Roger Eatwell and Matthew Goodwin’s race problem
David Renton •David Renton reviews the latest opportunistic attempt to make sense of the resurgence of reactionary politics in the West.
No doubt, the papers will be full of positive reviews of Eatwell and Goodwin’s book, National Populism: The Revolt Against Liberal Democracy. It has been accepted by a major publisher, and the story with which it engages (the inexorable rise of the far right) has been a staple of press reporting for many years. Despite their book’s seeming length (344 pages), the text is in fact on the short side (around 70,000 words). There are few academic references, the language is simple, as indeed is the message. All the authors want you to know is that the far right has been doing well electorally for some time, that its voters are normal people with comprehensible motives, and that its rise is therefore likely to continue, as they conclude with the book’s final sentence, “for many years to come”.
If the authors have an antagonist, it is not the “national populists” (at pp. 70-2 Eatwell and Godwin argue that the adoption by the latter of racialised welfare policies mean that they sit awkwardly outside the category far-right) but left-wing academics (“progressive liberals”). The latter share a series of muddle-headed (“biased”: p. xiv) views about the populists. In particular, leftists wrongly think that the right’s support is restricted to the old, and that their ideas will die out because of their limited appeal to younger voters (p. xxvi).
The authors insist that national populist voters hold views about black and Muslim people which are both racial and legitimate. “Racial” is my term not theirs; what Eatwell and Goodwin argue is that it is wrong to regard such views as “racist” since the latter is a boo word which operates to silence debate. They argue that accusations of bias, “stifle important debates about immigration and Islam. For example, should economic immigration be closely linked to the receiving country’s economic needs, or should such immigrants have immediate access to benefits on the same terms as native people? Turning to Islam, should what many see as symbols of women’s oppression like the niqab be banned in public, and Muslim schools be expected to teach Western values openly and fairly?” (p. 74).
For Eatwell and Goodwin, the greatest danger to avoid is the tendency of liberals and leftists to restrict the expression of Populist opinions. Debate is sacrosanct. Yet no historian of migration would accept that “debates about immigration” have been “stifled” whether in Britain, Western Europe or the US. Rather, the media has been writing about migration fascinatedly, if not obsessively, for more than fifty years.
Eatwell and Goodwin suggest that a discussion is needed as to whether countries should be allowed to limit immigration opportunities to prospective immigrants’ employment (“receiving country’s economic needs”). They seem to be unaware that this has in fact been the principle route of “economic immigration” to Britain for more than fifty years.
You also have to wonder from where Eatwell and Goodwin have picked up the idea that there exist, in Britain, Europe or the US, large numbers of Muslim schools which teach prejudiced views hostile to Western values. The reality could not be more different. In Britain, the government’s Prevent Duty enforces the monitoring of Muslims in universities, schools and other public institutions in the name of counter-terrorism. Those given training under the Prevent duty are taught to identify any opposition to British foreign policy, “British values” or “the rule of law” as potential signs of radicalisation which should be reported. The argument put forward by Eatwell and Goodwin panders to the alternative facts and worldview of far-right propaganda.

##########

### DIRECTION:
According to the book review, roughly how many words does the text of Eatwell and Goodwin's book contain?

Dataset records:

##########

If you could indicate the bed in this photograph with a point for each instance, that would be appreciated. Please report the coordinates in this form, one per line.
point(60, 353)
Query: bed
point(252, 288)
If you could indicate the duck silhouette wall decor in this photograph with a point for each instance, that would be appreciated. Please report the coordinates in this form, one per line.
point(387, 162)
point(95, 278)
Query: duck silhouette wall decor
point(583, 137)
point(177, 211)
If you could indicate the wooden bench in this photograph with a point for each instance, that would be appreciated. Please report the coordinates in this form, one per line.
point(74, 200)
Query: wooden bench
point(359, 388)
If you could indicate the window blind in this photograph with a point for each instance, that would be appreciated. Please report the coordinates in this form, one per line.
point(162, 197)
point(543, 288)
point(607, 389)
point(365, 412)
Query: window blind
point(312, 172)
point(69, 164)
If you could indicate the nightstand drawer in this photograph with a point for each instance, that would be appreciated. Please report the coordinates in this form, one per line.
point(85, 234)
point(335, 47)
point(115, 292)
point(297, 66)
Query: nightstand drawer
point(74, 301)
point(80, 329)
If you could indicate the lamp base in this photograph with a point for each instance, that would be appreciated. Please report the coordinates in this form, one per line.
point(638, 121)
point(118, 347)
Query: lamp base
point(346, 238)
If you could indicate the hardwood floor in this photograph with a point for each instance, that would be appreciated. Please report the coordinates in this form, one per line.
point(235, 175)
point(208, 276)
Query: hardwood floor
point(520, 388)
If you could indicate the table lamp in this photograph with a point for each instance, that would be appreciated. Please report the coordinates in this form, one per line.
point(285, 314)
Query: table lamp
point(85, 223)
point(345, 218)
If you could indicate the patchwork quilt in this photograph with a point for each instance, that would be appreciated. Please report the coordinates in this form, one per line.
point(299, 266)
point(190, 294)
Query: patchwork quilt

##########

### IN RESPONSE:
Around 70,000 words.